Given task → Without the pictures, output the records below word for word.

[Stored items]
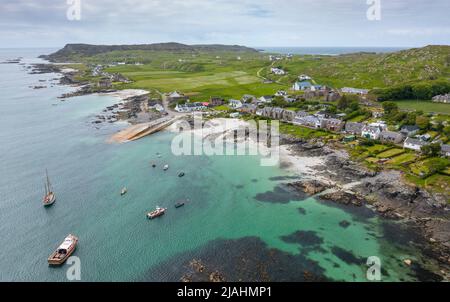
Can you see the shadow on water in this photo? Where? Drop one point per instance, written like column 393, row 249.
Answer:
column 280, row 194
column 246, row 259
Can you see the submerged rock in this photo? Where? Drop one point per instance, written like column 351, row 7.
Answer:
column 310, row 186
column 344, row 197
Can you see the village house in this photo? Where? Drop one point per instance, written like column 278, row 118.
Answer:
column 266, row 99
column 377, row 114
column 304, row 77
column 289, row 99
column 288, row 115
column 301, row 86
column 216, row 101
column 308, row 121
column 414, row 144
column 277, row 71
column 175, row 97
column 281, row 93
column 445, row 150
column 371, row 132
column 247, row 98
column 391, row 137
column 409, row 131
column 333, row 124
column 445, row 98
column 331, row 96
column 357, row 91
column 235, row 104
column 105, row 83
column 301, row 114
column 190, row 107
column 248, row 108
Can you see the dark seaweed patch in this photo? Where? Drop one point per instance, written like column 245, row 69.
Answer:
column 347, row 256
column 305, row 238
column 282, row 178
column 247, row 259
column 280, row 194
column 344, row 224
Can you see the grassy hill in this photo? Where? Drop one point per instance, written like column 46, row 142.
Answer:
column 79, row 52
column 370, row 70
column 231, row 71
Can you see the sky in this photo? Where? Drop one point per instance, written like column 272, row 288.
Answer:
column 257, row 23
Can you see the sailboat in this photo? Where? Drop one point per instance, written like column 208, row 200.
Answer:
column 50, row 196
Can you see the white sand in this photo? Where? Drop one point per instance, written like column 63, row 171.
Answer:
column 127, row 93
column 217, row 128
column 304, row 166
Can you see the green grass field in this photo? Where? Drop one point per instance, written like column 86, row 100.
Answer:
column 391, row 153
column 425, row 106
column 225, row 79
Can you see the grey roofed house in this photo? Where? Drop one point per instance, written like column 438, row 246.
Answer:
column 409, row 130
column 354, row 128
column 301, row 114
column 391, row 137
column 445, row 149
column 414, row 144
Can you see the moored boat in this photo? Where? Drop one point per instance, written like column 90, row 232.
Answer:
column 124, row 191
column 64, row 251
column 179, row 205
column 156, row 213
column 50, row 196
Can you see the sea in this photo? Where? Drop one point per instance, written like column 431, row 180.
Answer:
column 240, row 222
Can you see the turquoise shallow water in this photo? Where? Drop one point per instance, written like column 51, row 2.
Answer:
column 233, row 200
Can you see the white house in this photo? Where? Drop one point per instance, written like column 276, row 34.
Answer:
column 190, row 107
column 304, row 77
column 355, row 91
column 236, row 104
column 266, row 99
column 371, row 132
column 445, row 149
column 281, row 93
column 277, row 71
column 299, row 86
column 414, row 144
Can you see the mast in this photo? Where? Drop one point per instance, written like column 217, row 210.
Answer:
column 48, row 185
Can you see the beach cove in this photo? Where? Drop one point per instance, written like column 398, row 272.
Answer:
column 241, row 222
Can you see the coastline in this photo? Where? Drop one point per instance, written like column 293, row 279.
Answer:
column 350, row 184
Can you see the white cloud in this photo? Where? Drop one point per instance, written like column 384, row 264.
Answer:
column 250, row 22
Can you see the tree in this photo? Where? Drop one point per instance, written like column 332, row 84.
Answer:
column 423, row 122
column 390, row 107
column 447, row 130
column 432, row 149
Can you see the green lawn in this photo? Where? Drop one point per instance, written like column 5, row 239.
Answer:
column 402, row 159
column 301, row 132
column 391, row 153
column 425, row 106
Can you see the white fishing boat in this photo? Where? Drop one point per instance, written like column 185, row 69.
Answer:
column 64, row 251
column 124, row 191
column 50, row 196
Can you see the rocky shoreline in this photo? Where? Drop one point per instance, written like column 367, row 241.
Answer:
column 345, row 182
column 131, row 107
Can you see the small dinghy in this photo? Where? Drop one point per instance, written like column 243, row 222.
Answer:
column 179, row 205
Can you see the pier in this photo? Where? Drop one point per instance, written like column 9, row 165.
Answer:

Exercise result →
Can you see the shadow on water in this photo? Where? Drop one point per instance, written like column 393, row 249.
Answer:
column 280, row 194
column 246, row 259
Can you see the submerged rock in this photo? Where? Drop one point per instance, written like column 351, row 7.
Answer:
column 310, row 186
column 344, row 197
Can you see the village house in this photo? Where? Drop one point per instance, written like column 278, row 118.
Answer:
column 266, row 99
column 377, row 114
column 304, row 77
column 289, row 99
column 288, row 115
column 301, row 86
column 216, row 101
column 308, row 121
column 414, row 144
column 277, row 71
column 175, row 97
column 281, row 93
column 445, row 150
column 371, row 132
column 247, row 98
column 391, row 137
column 409, row 131
column 333, row 124
column 445, row 98
column 331, row 96
column 357, row 91
column 235, row 104
column 105, row 83
column 301, row 114
column 190, row 107
column 248, row 108
Can you see the dark seaweed patch in this photo? Where? Drop one point per instance, written like column 245, row 69.
Answer:
column 347, row 256
column 305, row 238
column 282, row 178
column 247, row 259
column 280, row 194
column 344, row 224
Can you see the grassy hill in this photo? Where? Drop one point per instance, written like column 46, row 142.
Answer:
column 79, row 52
column 370, row 70
column 231, row 71
Can you see the sky in this photo? Where? Drop one point per instance, written like column 272, row 288.
Answer:
column 257, row 23
Can you see the sailboat in this photo? Where? Drop one point per instance, written like column 208, row 200.
Answer:
column 50, row 196
Can you see the white sand in this photo? Where? Drop one point per instance, written like column 63, row 171.
Answer:
column 127, row 93
column 217, row 128
column 304, row 166
Can you see the green grass field in this photo? Where? Drop one point per instance, written like column 86, row 100.
Answer:
column 391, row 153
column 425, row 106
column 225, row 79
Can you see the grey roofed house in this photo? Where? Drop one point per instance, written like column 438, row 246.
Answer:
column 409, row 130
column 354, row 128
column 301, row 114
column 391, row 137
column 445, row 149
column 414, row 144
Can you see the moored boat in this photo? Where? Drop one point per instance, written like column 90, row 232.
Answer:
column 124, row 191
column 64, row 251
column 179, row 205
column 156, row 213
column 50, row 196
Can you see the sea in this photo? Where? Drop one point per instance, written like column 431, row 180.
Answer:
column 240, row 222
Can you see the turquoise shallow water in this photo? Where? Drop one point per instance, written like column 51, row 2.
Answer:
column 233, row 200
Can you see the white house in this photo? Where? Drop one point per instance, written like column 276, row 34.
Answer:
column 190, row 107
column 304, row 77
column 355, row 91
column 236, row 104
column 266, row 99
column 371, row 132
column 445, row 149
column 281, row 93
column 277, row 71
column 299, row 86
column 414, row 144
Can you see the mast in this photo? Where? Drop one point per instance, written like column 217, row 210.
Answer:
column 48, row 185
Can you see the beach cove in this photo? Where? Drop one point per instance, written like column 398, row 272.
Answer:
column 241, row 222
Can you see the coastline in this photo? Where? Drop one point per instance, written like column 293, row 279.
Answer:
column 350, row 184
Can you see the white cloud in this photo? Where? Drop one point per instance, written like column 384, row 264.
Answer:
column 250, row 22
Can you see the tree in this photo? Where? Drop one point per instance, written like column 332, row 84.
Answer:
column 423, row 122
column 390, row 107
column 447, row 130
column 432, row 149
Can you see the green lawn in this photo? Where? Drop one point per instance, written like column 5, row 239.
Answer:
column 402, row 159
column 301, row 132
column 391, row 153
column 425, row 106
Can you see the white fishing boat in this photo? Where? Drop one point per instance, written like column 185, row 69.
Answer:
column 64, row 251
column 124, row 191
column 50, row 196
Can you see the rocky shoreline in this photo? Where? Drop one point per instance, written like column 367, row 241.
Answer:
column 345, row 182
column 131, row 107
Can you see the small dinghy in this photo? Where? Drop one point per instance, written like column 243, row 222.
Answer:
column 179, row 205
Can you see the pier in this photo? Where? Drop one point per instance, written like column 9, row 165.
Answer:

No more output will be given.